* _Problem details_: Write out the records in full, exactly as given, but without the images.

* _Input data_:
##############################

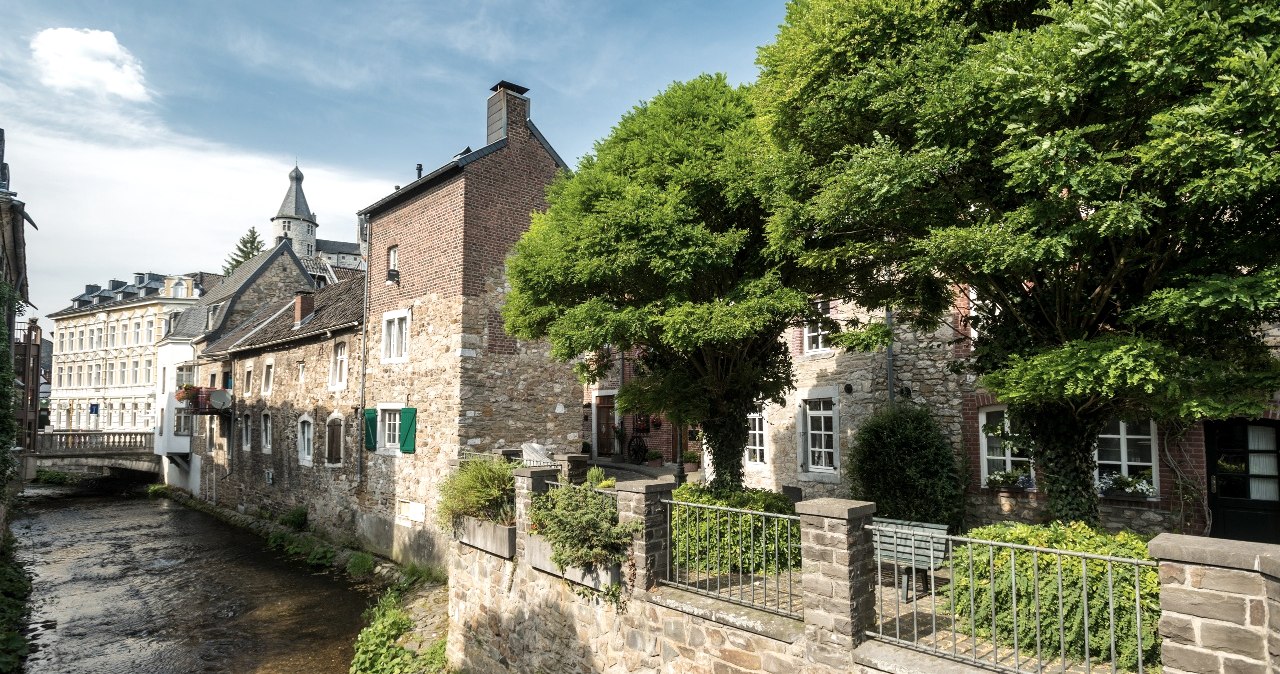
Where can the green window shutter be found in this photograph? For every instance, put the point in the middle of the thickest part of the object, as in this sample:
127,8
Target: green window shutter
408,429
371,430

##############################

* _Result of this task_:
Where can the green window shutter be found in this photograph? For every instance, put the point in the middle of the thickest part of the object, as in this sample:
127,8
Target: green window shutter
408,429
371,430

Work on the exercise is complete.